▶ **DIRECTIONS FOR THIS TASK**: Write the material out again, line by line, exactly as it is.

▶ **EXTRACTED INFORMATION**:
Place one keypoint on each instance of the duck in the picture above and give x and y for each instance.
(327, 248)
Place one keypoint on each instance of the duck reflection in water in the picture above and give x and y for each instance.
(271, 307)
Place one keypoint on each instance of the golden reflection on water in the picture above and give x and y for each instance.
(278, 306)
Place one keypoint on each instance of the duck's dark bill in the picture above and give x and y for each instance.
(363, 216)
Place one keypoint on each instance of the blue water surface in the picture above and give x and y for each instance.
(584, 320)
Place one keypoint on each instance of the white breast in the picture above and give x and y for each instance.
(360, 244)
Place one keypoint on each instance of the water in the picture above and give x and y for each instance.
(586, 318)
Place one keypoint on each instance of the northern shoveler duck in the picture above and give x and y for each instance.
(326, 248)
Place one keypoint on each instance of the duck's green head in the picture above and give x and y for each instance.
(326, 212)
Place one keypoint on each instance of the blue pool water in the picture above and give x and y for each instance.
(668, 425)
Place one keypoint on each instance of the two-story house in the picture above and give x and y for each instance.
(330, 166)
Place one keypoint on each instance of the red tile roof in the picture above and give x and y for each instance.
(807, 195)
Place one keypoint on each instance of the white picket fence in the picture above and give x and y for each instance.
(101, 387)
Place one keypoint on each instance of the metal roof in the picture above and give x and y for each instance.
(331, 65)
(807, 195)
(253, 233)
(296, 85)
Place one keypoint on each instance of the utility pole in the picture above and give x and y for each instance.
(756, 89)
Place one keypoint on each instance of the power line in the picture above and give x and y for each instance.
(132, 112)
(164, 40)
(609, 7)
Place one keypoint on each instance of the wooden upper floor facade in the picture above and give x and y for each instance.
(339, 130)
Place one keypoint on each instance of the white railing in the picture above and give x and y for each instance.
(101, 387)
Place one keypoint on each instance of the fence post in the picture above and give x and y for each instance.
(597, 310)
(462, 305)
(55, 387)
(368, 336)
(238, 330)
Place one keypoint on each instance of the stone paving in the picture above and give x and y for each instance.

▶ **EXERCISE SOLUTION**:
Place one keypoint on each instance of the duck in the picture above and give x and y for each instance.
(327, 248)
Place one keypoint on each instance of the duck reflection in water in the picture above and give x and y for each instance.
(271, 307)
Place one keypoint on each instance of the golden reflection on water in the picture above and give x and y for each instance.
(278, 306)
Place one keypoint on each instance of the duck's dark bill in the picture above and give x and y for each instance.
(363, 216)
Place one keypoint on each instance of the blue water surface in the picture above and give x and y for each instance.
(584, 320)
Place one keypoint on each instance of the white breast in the picture above and give x and y for each instance.
(360, 244)
Place one keypoint on each instance of the water in the picture above and give x and y for each instance.
(586, 318)
Place one keypoint on each instance of the northern shoveler duck in the picture above and give x and y for each instance.
(326, 248)
Place one keypoint on each instance of the duck's green head in the picture above and give x and y for each instance.
(326, 212)
Place one keypoint on each instance of the blue pool water in the picture above and give x and y for each instance.
(668, 425)
Place one keypoint on each instance of the two-story house in the picture above and give x and y for each instance.
(330, 166)
Place one keypoint on each instance of the red tile roof in the picture above and give x and y for each instance.
(807, 195)
Place one keypoint on each instance of the white picket fence in the picture above and give x and y for each instance.
(101, 387)
Place one keypoint on each instance of the metal roof in the picture above and give x and y for each instance.
(331, 65)
(807, 195)
(253, 233)
(296, 85)
Place one keypoint on each instance of the utility pole in the picture above and give x and y for each instance.
(756, 89)
Place one keypoint on each instance of the power line in the picture above and give x and y for each instance.
(132, 112)
(164, 40)
(609, 7)
Place one keypoint on each instance of the wooden upper floor facade in the picture above and give x and y for each instance.
(339, 130)
Place one keypoint on each instance of the white railing in the picture above and give x and y for each instance.
(101, 387)
Place one keypoint on each instance of the fence post in the picture above and give x and y for each instance.
(597, 310)
(462, 305)
(55, 387)
(368, 336)
(238, 330)
Place one keypoint on each instance of the stone paving in the picture above and give x and y for each instance.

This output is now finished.